Problem to work on: How many lines in the items below contain the word "scene"? Reply with the number alone.

Supplied records:
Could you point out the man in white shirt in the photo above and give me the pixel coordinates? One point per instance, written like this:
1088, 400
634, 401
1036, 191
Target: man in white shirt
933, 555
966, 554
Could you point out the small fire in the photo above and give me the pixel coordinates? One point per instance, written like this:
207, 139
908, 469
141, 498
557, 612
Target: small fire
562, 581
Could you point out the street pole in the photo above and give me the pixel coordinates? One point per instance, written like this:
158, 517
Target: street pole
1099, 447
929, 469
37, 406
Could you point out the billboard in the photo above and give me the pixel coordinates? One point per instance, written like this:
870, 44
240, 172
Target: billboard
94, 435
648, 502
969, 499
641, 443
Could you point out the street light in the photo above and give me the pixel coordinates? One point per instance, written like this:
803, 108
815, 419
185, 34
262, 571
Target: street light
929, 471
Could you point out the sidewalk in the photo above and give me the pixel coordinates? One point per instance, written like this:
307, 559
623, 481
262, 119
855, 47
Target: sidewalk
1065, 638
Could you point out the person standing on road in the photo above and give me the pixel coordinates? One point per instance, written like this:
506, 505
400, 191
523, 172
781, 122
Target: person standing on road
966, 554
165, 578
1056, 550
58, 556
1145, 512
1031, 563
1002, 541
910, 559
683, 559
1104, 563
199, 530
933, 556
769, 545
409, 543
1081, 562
---
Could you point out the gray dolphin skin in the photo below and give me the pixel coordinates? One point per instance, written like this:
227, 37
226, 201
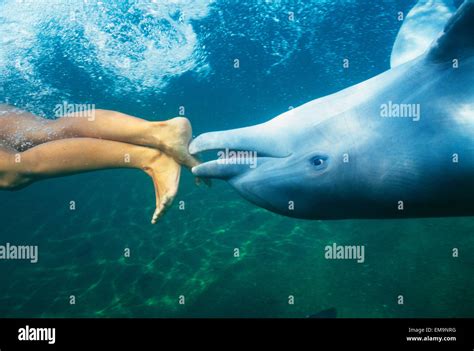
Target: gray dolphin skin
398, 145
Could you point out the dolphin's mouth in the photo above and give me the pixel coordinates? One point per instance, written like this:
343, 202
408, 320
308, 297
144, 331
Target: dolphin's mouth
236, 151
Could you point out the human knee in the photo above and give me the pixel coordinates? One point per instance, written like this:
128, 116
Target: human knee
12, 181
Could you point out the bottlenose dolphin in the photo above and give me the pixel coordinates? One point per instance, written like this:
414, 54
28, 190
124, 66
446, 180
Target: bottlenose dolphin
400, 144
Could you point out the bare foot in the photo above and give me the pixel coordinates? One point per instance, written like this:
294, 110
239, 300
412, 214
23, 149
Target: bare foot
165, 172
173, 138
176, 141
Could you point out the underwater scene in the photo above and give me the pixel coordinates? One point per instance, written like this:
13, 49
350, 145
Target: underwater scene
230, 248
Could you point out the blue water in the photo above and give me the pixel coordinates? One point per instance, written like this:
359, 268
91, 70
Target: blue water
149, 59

Solution to the problem: 2